Text >>
- - -

Shadi, a 12-year-old refugee from Syria, takes out new pens and a notebook sent to him in a small care package from a man named Joe in America. From memory, the boy starts to draw his house in Syria. He adds his family, the trees in the yard, all the details that made the house his home. Finally, he sketches the bicycle that he used to love riding through the neighborhood after school.

Image: Carey Wagner/CARE

Shadi’s family fled their home in Damascus four years ago and sought refuge in Jordan, where they live today in a small apartment. Their home was destroyed in the relentless bombing, and they lost everything, including Shadi’s bike. As heavy as those losses felt then, they pale in light of Shadi’s most recent loss: His 11-year-old cousin who died from a preventable illness – unable to reach a hospital from their besieged hometown. Today the family is in mourning. They have just returned from a somber memorial for Shadi’s cousin.

Having lost so much, Shadi is forced to cope with grief and uncertainty far beyond his years. Dreams are about the only thing he has been able to keep — dreams of returning to a safe Syria and becoming a doctor there.

Image: Carey Wagner/CARE

Image: Carey Wagner/CARE

He pulls a letter out of the little care package. It was sent from half a world away, from Joe Wernicke, 67, who similarly had to put his childhood dreams on hold after being driven away from his home and everything that was familiar. In post-World War II Germany, he too was a child refugee. And Joe, who now lives in Indianapolis, remembers when his own family received a surprise box from America. It was one of the original CARE Packages, the cardboard boxes of food and emergency supplies sent to families in war-torn Europe.

- - -

Entries supplied >>
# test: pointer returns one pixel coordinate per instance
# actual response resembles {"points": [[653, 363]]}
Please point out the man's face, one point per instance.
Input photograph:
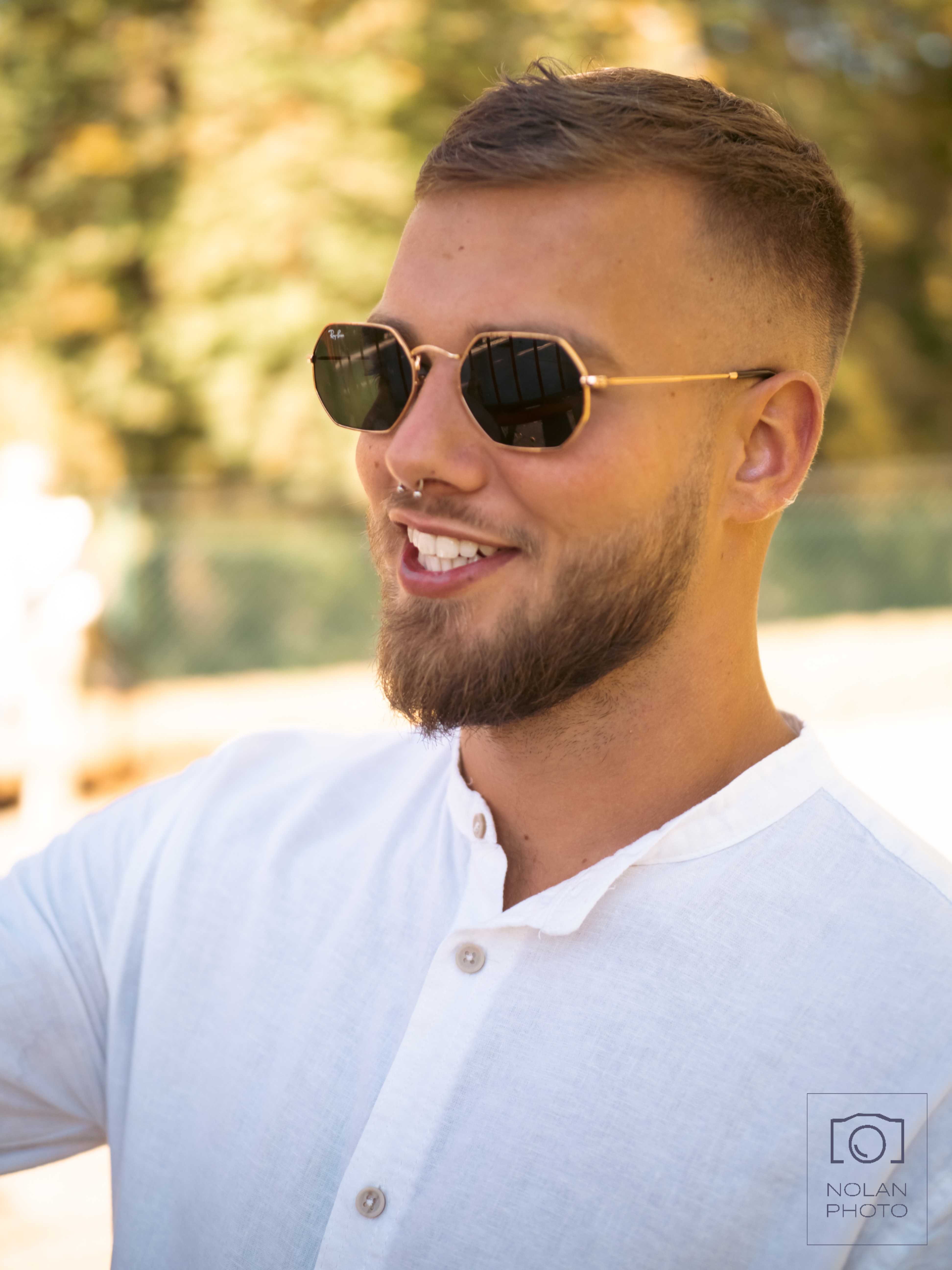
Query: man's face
{"points": [[597, 539]]}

- - -

Required actions >>
a: Answer from the Shadi text:
(i) How old is Shadi?
(ii) In which country does Shadi's family live today?
(iii) In which city does Joe Wernicke now live?
b: Repeat the passage of the Shadi text starting at "Having lost so" and ending at "in war-torn Europe.".
The records are material separate from the Shadi text.

Problem solutions >>
a:
(i) 12
(ii) Jordan
(iii) Indianapolis

b:
Having lost so much, Shadi is forced to cope with grief and uncertainty far beyond his years. Dreams are about the only thing he has been able to keep — dreams of returning to a safe Syria and becoming a doctor there.

Image: Carey Wagner/CARE

Image: Carey Wagner/CARE

He pulls a letter out of the little care package. It was sent from half a world away, from Joe Wernicke, 67, who similarly had to put his childhood dreams on hold after being driven away from his home and everything that was familiar. In post-World War II Germany, he too was a child refugee. And Joe, who now lives in Indianapolis, remembers when his own family received a surprise box from America. It was one of the original CARE Packages, the cardboard boxes of food and emergency supplies sent to families in war-torn Europe.